**EXERCISE DESCRIPTION**
Reproduce every line below word for word, without changing anything.

Stored data:
%%

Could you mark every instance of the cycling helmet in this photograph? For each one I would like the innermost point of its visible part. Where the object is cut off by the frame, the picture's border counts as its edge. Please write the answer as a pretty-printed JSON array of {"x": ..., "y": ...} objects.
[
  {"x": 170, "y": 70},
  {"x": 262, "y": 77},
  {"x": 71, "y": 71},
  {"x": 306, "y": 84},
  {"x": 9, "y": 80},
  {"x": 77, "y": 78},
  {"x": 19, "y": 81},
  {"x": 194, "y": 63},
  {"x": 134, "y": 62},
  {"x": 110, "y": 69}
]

%%

**OUTPUT FOR THIS TASK**
Could you mark every instance of the cycling helmet in this photograph? For each one I would like the innermost point of its visible part. Where the object is cut off by the frame, the picture's border counts as its edge. Please write the answer as a pretty-printed JSON array of {"x": ..., "y": ...} objects.
[
  {"x": 170, "y": 70},
  {"x": 262, "y": 77},
  {"x": 71, "y": 71},
  {"x": 306, "y": 84},
  {"x": 9, "y": 80},
  {"x": 77, "y": 78},
  {"x": 19, "y": 81},
  {"x": 194, "y": 63},
  {"x": 134, "y": 62},
  {"x": 110, "y": 69}
]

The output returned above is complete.